• _Dataset items_
▬▬▬▬▬▬
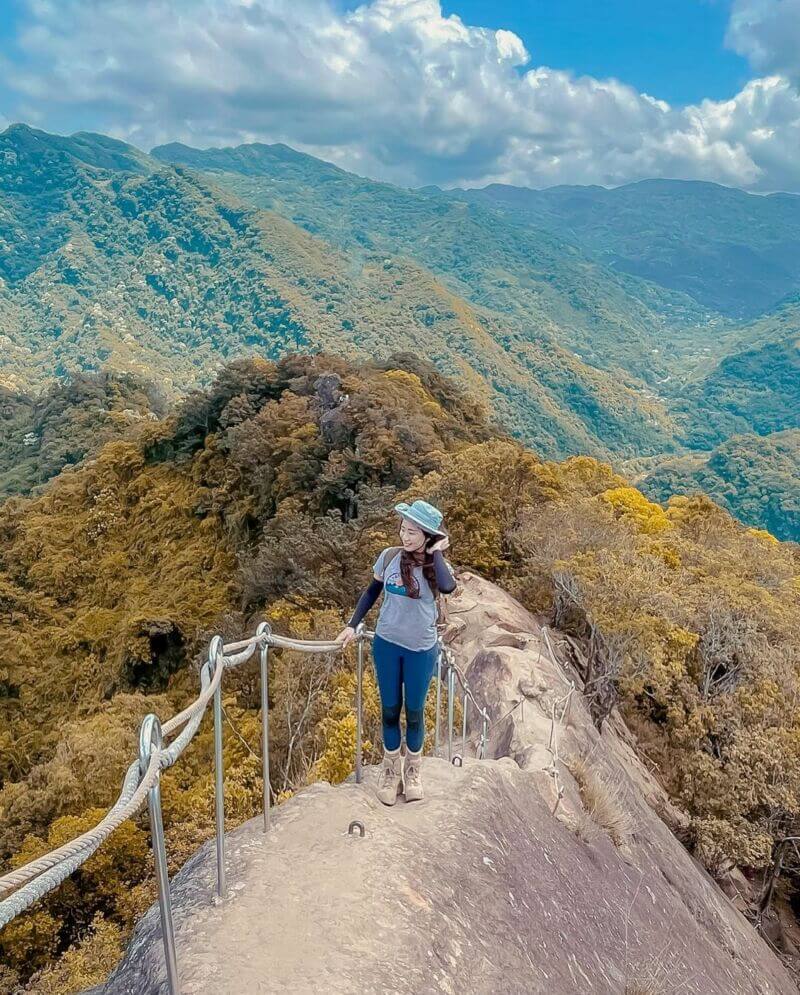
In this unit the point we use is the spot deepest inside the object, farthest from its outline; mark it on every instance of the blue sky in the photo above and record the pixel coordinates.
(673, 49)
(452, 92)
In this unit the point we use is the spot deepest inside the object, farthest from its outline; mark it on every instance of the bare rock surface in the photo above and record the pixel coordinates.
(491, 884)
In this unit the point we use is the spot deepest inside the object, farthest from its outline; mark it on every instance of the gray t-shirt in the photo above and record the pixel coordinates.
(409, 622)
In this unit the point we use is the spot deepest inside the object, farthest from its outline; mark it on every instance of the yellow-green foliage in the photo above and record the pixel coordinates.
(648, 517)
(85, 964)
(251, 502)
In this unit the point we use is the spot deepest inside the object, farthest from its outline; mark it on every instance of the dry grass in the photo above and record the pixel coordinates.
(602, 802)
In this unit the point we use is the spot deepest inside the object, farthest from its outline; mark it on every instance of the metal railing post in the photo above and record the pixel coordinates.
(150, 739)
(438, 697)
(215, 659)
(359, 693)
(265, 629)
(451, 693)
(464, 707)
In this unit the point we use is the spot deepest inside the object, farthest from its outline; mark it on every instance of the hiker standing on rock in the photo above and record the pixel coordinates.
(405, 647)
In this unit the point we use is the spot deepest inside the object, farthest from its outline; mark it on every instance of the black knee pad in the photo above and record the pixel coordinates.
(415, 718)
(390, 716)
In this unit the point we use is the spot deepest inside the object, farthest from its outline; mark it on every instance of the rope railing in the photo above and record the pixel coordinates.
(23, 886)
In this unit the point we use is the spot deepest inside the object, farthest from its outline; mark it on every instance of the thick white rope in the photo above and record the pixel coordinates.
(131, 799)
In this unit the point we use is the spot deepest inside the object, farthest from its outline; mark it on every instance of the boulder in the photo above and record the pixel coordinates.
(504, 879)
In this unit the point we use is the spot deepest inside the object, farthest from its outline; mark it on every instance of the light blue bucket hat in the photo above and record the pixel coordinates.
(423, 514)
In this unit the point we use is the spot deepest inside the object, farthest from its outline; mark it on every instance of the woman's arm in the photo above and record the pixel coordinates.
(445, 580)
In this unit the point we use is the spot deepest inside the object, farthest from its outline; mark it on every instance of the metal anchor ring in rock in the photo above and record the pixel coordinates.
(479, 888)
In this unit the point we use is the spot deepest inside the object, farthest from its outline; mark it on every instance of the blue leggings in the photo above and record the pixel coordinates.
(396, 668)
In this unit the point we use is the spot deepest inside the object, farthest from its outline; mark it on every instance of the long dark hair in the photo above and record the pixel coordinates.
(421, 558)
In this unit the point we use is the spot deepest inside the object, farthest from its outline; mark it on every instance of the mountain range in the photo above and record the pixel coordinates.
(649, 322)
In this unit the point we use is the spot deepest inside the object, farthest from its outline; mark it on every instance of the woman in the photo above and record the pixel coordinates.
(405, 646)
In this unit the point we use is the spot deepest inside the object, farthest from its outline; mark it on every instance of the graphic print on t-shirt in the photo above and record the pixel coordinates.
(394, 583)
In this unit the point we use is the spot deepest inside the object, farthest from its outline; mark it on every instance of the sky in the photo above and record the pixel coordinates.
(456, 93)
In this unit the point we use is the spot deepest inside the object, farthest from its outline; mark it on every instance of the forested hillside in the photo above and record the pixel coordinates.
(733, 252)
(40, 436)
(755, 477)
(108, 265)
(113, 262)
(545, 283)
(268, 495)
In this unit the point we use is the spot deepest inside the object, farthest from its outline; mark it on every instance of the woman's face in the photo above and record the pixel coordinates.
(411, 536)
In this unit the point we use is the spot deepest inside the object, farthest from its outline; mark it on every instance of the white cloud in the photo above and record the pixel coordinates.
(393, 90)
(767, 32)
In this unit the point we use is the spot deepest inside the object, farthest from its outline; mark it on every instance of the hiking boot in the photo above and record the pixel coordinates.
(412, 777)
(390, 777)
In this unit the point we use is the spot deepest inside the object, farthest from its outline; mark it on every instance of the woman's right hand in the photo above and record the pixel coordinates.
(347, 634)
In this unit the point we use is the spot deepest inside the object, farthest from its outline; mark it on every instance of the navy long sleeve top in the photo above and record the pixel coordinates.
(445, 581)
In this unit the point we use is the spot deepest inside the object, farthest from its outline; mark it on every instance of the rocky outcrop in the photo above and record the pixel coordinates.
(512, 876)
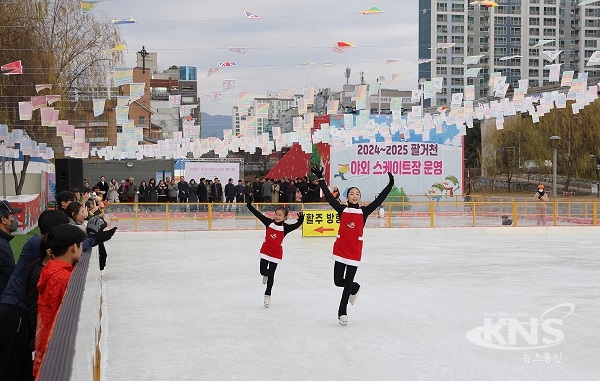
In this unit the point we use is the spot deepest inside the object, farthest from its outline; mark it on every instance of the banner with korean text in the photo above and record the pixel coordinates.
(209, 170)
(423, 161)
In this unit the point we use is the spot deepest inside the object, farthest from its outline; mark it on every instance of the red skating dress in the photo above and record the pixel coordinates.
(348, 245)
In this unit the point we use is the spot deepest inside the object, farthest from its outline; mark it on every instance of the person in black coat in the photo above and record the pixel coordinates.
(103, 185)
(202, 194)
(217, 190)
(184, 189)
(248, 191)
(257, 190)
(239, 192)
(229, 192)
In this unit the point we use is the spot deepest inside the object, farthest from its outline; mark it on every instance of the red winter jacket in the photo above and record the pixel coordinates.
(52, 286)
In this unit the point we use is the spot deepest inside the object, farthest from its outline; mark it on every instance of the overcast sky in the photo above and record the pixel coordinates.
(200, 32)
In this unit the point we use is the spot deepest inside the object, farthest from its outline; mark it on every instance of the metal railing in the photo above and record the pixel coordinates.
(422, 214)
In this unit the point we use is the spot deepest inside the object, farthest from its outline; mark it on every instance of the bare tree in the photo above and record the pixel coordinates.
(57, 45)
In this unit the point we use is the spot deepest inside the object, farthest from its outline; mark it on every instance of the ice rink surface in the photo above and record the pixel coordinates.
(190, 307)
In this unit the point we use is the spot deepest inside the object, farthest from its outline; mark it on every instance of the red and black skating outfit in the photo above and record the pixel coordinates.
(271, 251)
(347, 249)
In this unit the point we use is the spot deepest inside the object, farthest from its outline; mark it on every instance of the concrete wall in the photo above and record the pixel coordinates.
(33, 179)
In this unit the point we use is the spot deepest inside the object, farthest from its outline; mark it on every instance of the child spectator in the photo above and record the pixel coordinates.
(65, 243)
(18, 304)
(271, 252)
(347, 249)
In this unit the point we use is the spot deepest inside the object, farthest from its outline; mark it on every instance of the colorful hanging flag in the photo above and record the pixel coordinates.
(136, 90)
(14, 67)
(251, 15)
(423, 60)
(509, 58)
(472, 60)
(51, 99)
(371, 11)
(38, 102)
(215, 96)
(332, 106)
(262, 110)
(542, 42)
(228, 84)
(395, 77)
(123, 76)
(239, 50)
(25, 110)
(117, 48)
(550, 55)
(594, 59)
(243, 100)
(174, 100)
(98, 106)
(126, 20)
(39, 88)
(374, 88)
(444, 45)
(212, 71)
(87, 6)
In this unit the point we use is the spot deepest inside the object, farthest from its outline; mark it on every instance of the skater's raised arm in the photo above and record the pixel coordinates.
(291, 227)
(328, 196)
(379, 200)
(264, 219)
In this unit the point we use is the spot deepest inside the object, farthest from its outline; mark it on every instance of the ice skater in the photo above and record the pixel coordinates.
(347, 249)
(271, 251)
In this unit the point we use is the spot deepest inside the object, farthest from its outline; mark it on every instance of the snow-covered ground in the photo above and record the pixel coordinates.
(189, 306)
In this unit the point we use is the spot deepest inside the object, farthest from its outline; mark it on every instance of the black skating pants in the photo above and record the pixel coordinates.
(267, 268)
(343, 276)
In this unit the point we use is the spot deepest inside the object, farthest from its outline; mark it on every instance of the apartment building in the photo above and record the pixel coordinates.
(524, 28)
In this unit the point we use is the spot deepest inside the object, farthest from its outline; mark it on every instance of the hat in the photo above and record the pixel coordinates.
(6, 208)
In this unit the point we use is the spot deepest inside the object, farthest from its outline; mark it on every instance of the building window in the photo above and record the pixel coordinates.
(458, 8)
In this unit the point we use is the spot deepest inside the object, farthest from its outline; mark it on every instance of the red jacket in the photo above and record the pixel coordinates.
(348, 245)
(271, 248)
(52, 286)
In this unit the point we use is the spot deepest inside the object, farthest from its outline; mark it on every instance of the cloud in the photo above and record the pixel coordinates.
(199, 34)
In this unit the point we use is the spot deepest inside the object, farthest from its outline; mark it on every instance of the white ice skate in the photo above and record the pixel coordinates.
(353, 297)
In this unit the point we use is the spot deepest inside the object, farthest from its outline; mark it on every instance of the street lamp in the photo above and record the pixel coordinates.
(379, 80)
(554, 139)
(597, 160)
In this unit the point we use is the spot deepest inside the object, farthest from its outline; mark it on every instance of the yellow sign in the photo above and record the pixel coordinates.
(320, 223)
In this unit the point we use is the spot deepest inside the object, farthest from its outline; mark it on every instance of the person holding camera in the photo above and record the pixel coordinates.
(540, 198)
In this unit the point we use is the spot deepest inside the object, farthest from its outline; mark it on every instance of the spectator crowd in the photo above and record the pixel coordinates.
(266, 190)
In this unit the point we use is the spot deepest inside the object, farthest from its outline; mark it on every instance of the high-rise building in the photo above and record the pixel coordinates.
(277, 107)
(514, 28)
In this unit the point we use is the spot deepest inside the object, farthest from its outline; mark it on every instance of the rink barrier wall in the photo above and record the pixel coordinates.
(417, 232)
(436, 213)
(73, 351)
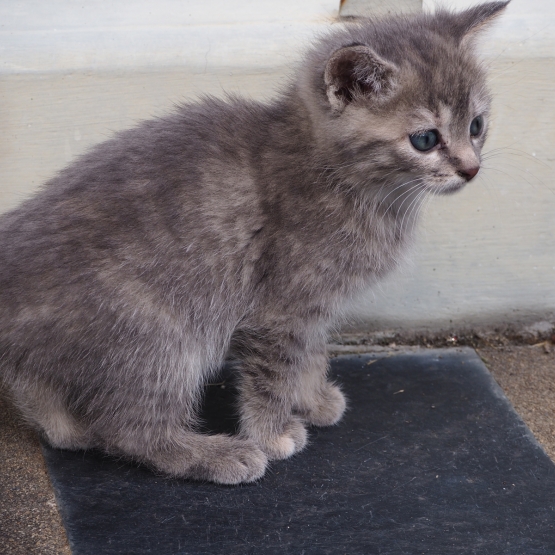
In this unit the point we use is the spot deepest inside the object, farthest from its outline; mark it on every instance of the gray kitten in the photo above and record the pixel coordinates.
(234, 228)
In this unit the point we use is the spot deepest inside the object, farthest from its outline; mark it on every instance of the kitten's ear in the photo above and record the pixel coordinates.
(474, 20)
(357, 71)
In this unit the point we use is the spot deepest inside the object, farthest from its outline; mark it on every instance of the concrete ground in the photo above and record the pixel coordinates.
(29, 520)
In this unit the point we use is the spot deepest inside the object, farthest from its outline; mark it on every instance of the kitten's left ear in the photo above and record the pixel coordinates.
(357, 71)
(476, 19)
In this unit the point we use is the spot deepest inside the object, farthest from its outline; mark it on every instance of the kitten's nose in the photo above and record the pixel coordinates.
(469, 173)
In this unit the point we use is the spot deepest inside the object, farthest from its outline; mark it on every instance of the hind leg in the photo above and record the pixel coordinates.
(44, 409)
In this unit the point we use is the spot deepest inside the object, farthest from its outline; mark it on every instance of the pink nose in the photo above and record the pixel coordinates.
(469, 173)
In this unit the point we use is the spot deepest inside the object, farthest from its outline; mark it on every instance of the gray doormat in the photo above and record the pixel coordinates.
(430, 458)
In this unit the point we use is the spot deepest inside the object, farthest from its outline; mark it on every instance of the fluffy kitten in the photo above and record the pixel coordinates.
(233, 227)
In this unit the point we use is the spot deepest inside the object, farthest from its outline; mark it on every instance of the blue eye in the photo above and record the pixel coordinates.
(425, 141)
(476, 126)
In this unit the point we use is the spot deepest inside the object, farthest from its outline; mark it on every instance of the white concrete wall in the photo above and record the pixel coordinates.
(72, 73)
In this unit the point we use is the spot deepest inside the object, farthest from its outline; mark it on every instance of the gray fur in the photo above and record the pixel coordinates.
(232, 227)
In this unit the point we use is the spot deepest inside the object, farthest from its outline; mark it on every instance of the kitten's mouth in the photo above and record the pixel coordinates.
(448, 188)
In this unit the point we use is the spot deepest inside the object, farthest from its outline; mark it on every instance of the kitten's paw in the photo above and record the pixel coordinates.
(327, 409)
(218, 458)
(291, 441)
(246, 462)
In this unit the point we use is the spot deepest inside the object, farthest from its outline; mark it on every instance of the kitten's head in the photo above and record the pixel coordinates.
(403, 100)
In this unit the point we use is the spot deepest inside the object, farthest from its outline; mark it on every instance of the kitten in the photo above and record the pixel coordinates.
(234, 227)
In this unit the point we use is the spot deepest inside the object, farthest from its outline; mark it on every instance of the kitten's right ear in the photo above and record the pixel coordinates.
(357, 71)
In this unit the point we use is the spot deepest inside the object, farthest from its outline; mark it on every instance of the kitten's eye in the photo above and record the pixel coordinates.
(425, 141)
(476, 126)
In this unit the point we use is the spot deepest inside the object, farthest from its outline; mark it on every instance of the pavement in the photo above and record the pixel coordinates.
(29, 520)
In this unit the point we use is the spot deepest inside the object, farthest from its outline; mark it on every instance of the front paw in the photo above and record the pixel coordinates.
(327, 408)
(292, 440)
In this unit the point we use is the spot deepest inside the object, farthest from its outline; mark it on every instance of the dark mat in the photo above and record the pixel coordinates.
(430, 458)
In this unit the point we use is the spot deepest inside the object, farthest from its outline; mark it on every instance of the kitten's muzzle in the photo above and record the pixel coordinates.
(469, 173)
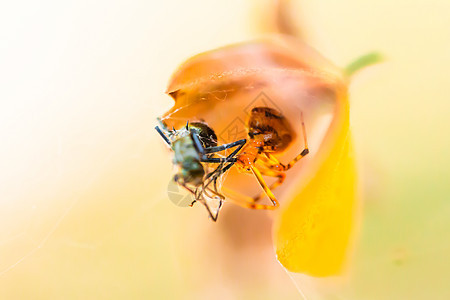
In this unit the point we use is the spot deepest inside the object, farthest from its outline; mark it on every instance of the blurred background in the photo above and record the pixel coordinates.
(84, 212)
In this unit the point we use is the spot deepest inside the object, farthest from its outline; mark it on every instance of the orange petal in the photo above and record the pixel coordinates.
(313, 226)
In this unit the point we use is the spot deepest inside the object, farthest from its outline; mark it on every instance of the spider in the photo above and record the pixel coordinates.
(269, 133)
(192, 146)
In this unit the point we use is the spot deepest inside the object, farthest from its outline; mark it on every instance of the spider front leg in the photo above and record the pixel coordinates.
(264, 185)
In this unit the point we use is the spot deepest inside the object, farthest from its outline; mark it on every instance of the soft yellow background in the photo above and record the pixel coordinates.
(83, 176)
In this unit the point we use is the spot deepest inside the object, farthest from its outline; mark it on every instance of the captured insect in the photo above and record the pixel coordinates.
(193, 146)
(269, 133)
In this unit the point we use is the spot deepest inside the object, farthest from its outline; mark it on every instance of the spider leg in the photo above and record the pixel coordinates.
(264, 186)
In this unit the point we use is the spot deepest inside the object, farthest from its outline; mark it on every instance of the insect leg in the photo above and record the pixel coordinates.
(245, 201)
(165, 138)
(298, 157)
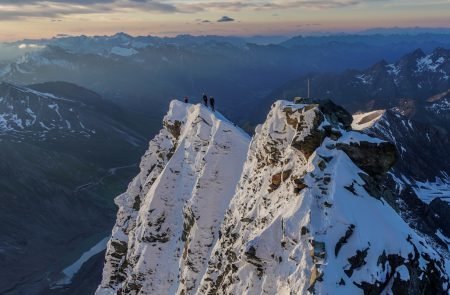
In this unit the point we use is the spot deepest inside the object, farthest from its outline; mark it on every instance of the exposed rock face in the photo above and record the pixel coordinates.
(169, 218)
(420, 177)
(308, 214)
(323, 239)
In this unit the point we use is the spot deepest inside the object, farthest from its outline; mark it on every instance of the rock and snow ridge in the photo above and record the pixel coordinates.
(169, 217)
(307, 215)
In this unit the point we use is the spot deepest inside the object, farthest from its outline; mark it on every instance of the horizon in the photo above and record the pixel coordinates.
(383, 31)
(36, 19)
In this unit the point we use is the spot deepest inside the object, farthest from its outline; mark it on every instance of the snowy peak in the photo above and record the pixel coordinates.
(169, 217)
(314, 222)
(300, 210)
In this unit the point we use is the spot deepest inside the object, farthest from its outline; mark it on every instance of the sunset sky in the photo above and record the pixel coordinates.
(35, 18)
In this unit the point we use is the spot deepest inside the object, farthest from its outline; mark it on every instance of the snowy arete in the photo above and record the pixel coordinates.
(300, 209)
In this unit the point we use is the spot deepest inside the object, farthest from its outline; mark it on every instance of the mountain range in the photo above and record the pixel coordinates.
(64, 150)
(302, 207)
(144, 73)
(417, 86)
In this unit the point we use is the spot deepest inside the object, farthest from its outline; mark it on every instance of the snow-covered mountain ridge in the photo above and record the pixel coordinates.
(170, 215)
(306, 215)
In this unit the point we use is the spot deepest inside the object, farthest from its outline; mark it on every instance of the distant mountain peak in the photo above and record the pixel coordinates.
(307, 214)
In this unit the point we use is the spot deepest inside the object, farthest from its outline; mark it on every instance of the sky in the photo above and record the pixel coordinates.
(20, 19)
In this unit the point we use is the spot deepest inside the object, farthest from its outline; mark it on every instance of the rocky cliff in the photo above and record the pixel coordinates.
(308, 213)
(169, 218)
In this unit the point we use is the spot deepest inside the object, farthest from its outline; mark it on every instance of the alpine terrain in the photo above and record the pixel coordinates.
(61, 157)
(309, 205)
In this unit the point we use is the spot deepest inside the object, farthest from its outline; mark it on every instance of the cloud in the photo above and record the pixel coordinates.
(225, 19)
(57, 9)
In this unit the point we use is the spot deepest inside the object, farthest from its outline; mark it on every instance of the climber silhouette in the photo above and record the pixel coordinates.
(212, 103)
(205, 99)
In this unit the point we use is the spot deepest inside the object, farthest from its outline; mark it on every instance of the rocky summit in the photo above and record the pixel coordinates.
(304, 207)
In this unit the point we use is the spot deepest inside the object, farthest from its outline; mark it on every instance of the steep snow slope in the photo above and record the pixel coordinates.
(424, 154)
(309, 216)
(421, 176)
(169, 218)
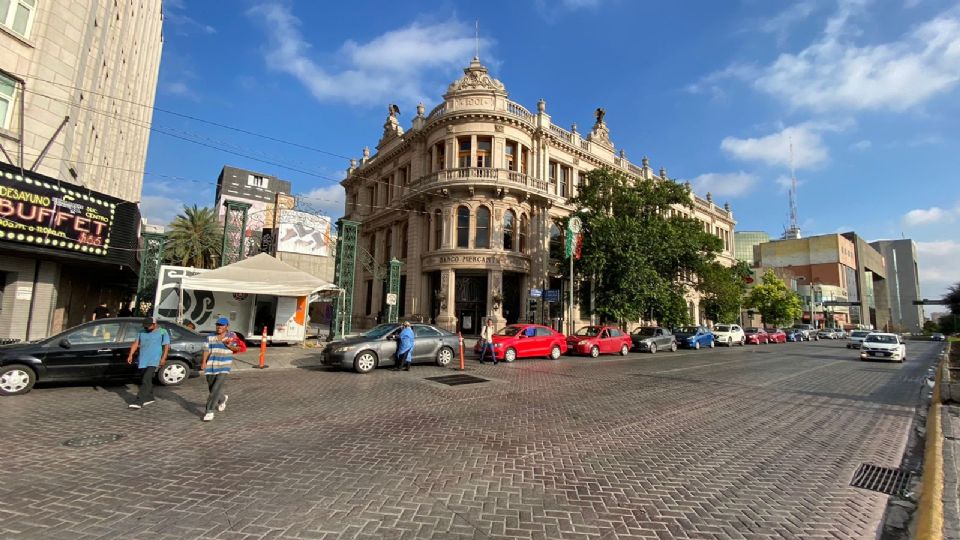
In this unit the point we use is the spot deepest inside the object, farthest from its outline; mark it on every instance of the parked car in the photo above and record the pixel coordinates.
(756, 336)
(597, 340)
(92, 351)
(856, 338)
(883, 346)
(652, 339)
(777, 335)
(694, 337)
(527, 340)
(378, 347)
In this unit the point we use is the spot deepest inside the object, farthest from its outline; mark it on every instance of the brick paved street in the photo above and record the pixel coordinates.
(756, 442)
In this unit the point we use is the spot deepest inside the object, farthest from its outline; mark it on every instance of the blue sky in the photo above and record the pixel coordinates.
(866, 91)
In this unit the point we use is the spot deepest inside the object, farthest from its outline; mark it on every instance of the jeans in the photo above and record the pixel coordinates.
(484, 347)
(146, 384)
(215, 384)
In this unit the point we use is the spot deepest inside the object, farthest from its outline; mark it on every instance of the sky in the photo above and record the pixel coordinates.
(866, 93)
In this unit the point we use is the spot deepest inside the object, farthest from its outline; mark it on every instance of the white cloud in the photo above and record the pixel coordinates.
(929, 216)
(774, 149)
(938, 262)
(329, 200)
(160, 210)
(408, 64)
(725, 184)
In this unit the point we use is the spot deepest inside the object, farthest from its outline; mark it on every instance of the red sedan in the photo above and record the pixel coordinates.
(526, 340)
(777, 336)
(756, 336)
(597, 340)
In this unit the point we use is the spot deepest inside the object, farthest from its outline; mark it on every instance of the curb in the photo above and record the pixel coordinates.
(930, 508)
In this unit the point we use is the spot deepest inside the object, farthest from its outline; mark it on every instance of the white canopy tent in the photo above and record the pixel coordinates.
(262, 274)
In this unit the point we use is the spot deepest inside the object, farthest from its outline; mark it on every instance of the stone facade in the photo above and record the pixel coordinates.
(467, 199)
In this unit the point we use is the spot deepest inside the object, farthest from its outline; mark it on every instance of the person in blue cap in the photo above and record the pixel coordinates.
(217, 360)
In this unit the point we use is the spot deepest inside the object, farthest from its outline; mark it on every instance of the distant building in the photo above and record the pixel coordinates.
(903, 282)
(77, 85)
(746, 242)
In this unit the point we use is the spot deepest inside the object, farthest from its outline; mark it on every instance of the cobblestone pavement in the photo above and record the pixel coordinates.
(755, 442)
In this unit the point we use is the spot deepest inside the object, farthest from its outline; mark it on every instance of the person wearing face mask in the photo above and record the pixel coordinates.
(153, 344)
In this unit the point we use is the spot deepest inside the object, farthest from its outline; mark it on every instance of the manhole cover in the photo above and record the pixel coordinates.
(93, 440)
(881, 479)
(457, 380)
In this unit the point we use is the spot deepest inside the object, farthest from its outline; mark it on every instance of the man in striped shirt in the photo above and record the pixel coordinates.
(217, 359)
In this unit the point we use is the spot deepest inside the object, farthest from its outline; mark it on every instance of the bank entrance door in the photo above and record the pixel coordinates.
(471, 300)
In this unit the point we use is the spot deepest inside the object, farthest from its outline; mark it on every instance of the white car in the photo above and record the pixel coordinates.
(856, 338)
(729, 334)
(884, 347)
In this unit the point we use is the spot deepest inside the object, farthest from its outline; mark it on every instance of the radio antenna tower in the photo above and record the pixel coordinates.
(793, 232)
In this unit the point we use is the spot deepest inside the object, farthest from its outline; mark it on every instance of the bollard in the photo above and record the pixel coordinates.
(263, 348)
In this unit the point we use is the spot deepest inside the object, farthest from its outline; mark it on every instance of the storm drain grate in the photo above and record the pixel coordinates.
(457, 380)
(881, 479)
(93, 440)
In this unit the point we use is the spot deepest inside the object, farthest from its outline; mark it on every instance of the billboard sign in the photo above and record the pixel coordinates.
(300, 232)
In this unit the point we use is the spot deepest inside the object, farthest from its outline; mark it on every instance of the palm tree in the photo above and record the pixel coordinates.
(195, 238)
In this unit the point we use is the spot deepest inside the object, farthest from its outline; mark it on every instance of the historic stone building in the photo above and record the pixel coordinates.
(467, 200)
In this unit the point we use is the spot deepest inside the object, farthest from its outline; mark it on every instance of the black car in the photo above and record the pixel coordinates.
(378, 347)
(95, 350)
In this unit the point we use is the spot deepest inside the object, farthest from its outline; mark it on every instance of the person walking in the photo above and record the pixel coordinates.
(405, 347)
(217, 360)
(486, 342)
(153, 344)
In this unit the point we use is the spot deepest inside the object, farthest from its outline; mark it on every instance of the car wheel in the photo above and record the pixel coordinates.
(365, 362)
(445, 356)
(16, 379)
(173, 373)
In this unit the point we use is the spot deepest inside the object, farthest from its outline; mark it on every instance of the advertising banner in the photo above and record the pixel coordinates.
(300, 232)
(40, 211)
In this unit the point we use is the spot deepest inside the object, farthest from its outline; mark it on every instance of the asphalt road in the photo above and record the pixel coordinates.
▬▬▬▬▬▬
• _WHAT TO WORK ON_
Begin with the line that contains "of the advertising" and set down each line exactly until the records above end, including the final line.

• _WRITTEN RESPONSE_
In this unit the point we use is the spot deepest inside the object, farthest from its outline; mark it on every instance of the advertising banner in the photo above and record the pixel coordinates.
(300, 232)
(40, 211)
In this unit the point we use is the spot deepest inside the object, farthest from its outline; mark it on every instance of the asphalt road in the photo above and record the pixel coordinates.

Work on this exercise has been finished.